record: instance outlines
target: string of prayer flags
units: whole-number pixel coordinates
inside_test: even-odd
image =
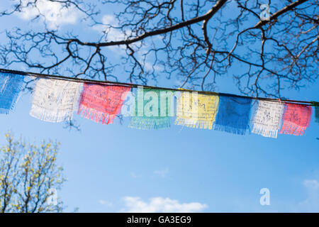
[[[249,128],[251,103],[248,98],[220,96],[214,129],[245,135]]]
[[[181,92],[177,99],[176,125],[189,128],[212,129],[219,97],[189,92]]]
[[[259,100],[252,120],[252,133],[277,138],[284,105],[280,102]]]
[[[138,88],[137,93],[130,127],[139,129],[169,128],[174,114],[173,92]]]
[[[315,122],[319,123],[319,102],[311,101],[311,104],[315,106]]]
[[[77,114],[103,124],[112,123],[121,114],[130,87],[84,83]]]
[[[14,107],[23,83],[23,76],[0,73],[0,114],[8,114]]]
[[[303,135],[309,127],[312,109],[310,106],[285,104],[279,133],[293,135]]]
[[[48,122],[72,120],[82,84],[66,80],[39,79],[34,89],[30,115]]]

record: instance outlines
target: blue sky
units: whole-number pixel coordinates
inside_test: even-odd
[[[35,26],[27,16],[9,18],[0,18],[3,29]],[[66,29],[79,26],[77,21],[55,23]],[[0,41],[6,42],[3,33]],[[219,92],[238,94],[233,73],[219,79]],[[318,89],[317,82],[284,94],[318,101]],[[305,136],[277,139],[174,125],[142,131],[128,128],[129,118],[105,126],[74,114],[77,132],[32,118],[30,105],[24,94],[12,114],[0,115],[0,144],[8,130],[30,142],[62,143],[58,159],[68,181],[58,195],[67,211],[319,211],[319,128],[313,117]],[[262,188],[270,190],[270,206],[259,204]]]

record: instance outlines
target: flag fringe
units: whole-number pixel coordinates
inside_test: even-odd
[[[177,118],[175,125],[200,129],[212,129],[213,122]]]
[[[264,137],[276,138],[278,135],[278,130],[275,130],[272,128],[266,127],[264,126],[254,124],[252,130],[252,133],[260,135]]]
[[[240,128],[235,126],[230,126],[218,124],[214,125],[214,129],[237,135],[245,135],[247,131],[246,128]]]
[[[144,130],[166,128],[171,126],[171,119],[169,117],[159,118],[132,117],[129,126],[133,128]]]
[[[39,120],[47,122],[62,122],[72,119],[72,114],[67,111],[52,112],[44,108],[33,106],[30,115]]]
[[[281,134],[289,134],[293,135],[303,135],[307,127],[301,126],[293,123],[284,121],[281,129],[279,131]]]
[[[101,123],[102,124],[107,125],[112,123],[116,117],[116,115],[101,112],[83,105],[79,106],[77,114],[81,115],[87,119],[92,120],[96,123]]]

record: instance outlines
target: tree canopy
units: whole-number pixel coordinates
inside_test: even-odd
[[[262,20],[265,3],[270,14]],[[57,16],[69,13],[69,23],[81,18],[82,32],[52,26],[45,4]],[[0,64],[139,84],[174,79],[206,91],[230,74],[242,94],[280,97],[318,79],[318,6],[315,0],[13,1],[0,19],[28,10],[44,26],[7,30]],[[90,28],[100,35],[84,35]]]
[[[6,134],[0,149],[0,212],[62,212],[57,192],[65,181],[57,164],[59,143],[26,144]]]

★ ★ ★ ★ ★

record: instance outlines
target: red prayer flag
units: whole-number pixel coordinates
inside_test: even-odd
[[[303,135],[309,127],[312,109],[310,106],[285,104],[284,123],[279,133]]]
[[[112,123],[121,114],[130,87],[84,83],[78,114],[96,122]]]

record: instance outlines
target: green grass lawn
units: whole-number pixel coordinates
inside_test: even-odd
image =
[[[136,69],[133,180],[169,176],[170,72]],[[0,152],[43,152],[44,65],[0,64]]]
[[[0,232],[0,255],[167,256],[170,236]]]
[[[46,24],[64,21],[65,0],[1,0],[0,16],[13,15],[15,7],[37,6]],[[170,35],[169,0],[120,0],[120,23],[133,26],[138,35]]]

★ ★ ★ ★ ★

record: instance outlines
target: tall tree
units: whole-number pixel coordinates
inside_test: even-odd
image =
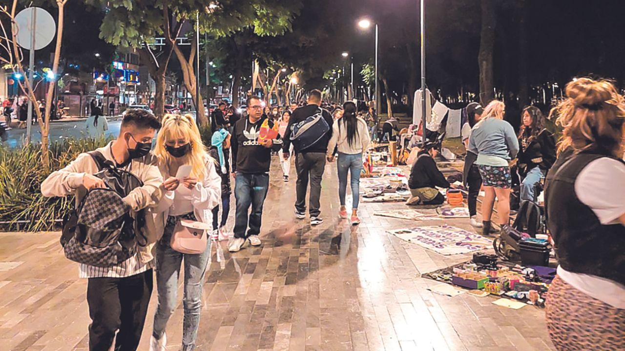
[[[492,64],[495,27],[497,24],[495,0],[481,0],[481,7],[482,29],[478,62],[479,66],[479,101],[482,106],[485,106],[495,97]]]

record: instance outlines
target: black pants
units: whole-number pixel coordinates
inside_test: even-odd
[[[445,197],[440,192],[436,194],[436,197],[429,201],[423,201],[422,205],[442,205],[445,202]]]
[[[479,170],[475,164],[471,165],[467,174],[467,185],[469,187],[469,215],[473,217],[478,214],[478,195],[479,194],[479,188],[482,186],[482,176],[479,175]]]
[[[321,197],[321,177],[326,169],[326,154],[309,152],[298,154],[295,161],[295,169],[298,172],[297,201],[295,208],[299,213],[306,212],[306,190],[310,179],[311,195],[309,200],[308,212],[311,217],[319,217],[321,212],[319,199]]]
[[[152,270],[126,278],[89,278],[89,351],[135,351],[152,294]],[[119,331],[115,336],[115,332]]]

★ ★ ★ ★ ★

▸ **Do this**
Which lines of the listing contain the string "target"? Pick out each one and copy it in full.

▸ **Solution to this exercise**
target: string of prayer flags
target: blue sky
target: flag fringe
target: tree canopy
target: red prayer flag
target: green grass lawn
target: tall tree
target: black pants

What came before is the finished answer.